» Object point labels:
** start **

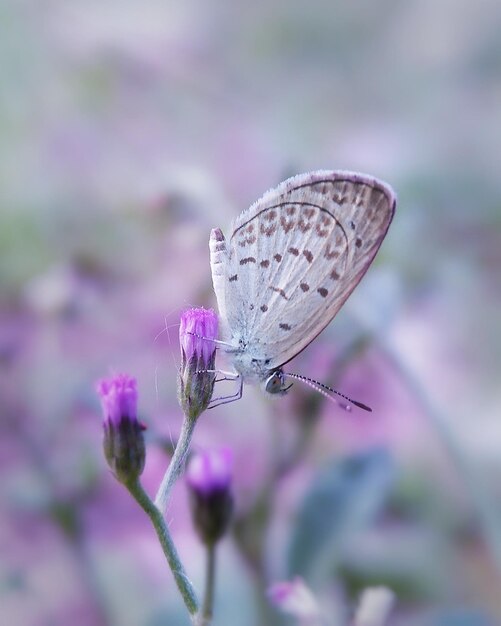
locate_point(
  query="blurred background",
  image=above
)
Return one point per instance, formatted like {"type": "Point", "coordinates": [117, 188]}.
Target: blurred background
{"type": "Point", "coordinates": [128, 131]}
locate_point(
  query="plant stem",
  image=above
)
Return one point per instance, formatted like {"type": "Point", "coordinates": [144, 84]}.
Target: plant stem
{"type": "Point", "coordinates": [210, 576]}
{"type": "Point", "coordinates": [183, 583]}
{"type": "Point", "coordinates": [176, 464]}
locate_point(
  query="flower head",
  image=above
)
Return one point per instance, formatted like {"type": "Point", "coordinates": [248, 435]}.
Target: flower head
{"type": "Point", "coordinates": [197, 334]}
{"type": "Point", "coordinates": [118, 398]}
{"type": "Point", "coordinates": [209, 480]}
{"type": "Point", "coordinates": [123, 442]}
{"type": "Point", "coordinates": [197, 331]}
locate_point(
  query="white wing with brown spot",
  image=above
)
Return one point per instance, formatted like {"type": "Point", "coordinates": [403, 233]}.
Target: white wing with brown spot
{"type": "Point", "coordinates": [294, 257]}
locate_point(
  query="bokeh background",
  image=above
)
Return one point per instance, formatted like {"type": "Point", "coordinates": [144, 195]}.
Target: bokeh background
{"type": "Point", "coordinates": [128, 131]}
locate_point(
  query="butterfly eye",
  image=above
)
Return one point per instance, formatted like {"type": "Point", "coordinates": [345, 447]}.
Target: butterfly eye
{"type": "Point", "coordinates": [275, 382]}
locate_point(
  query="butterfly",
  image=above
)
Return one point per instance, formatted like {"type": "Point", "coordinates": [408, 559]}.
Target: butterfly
{"type": "Point", "coordinates": [292, 260]}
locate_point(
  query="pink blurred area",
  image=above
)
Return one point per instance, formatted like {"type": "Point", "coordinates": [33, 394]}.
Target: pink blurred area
{"type": "Point", "coordinates": [128, 132]}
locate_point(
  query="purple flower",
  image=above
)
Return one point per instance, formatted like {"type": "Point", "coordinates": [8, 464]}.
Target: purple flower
{"type": "Point", "coordinates": [123, 441]}
{"type": "Point", "coordinates": [210, 471]}
{"type": "Point", "coordinates": [118, 398]}
{"type": "Point", "coordinates": [197, 335]}
{"type": "Point", "coordinates": [295, 598]}
{"type": "Point", "coordinates": [197, 330]}
{"type": "Point", "coordinates": [209, 480]}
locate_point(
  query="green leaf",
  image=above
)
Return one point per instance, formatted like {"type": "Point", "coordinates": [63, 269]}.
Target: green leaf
{"type": "Point", "coordinates": [344, 498]}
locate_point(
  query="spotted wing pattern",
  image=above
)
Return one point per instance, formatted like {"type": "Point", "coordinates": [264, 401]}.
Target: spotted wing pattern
{"type": "Point", "coordinates": [295, 256]}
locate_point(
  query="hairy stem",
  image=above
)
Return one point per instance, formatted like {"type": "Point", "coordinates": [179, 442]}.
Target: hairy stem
{"type": "Point", "coordinates": [183, 583]}
{"type": "Point", "coordinates": [210, 577]}
{"type": "Point", "coordinates": [176, 464]}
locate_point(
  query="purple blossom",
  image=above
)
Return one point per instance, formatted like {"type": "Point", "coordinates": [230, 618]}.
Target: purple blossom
{"type": "Point", "coordinates": [295, 598]}
{"type": "Point", "coordinates": [210, 471]}
{"type": "Point", "coordinates": [123, 442]}
{"type": "Point", "coordinates": [209, 481]}
{"type": "Point", "coordinates": [197, 334]}
{"type": "Point", "coordinates": [118, 398]}
{"type": "Point", "coordinates": [197, 330]}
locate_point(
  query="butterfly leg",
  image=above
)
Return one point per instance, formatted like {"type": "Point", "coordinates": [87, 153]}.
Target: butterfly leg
{"type": "Point", "coordinates": [231, 398]}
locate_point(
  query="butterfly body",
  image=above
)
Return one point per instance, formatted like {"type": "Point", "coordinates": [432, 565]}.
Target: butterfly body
{"type": "Point", "coordinates": [292, 260]}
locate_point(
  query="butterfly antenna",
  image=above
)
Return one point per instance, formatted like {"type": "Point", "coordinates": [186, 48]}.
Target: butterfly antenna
{"type": "Point", "coordinates": [323, 389]}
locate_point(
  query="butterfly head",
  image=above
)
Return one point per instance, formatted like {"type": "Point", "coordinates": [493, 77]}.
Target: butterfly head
{"type": "Point", "coordinates": [275, 383]}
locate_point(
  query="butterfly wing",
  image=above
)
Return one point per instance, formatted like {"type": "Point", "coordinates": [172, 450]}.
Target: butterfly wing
{"type": "Point", "coordinates": [295, 256]}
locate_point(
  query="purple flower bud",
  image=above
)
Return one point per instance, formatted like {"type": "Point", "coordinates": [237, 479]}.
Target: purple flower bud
{"type": "Point", "coordinates": [197, 334]}
{"type": "Point", "coordinates": [123, 442]}
{"type": "Point", "coordinates": [118, 398]}
{"type": "Point", "coordinates": [209, 480]}
{"type": "Point", "coordinates": [295, 598]}
{"type": "Point", "coordinates": [197, 330]}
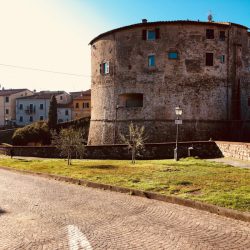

** end **

» Work to be completed:
Pull out every line in the rows above that contains the string "blurred", matching case exactly.

» Response for this exercise:
  query="blurred background",
Target: blurred background
  query="pink blurred area",
Target: pink blurred area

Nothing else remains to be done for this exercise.